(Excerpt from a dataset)

[Begin]

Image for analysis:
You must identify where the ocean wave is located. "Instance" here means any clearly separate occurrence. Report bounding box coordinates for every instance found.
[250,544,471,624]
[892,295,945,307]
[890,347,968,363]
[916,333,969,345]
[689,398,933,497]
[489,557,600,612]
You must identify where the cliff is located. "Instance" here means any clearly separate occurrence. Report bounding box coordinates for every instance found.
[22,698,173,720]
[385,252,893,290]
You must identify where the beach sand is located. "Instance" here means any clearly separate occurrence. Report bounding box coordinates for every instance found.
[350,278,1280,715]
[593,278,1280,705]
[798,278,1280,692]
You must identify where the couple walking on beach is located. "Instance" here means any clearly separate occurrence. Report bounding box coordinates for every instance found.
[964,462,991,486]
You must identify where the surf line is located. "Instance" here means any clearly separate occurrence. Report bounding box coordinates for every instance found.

[End]

- [Short task]: Reproduce every line of the records above verbatim, without any change.

- [Task solution]:
Image for analysis:
You must identify where the ocean wave is located. "Instance" here means any clearly separate occurrence. Report bounding box coordinates for every instance found.
[250,544,471,624]
[892,295,945,307]
[890,347,968,363]
[916,333,969,345]
[689,398,933,497]
[489,557,600,612]
You must identify where the cliff is located. "Instance" here means any clearly separate occurrence. Report bounding box coordinates for every instance found.
[22,698,173,720]
[385,252,893,290]
You must identify where the beach sand is located. "Instance" here means any clearly separate occurrence. Report bounding box coordinates for every instance found.
[350,278,1280,715]
[593,278,1280,705]
[798,278,1280,692]
You must identify where the couple walking on beach is located. "Instance" here means any clearly separate occurrence. Report bounding box coordinates for every instance found.
[964,462,991,486]
You must identify where the surf line is located. "Instance" here means any clearly separate occurrence. Report bounding box coordinates for every instance found.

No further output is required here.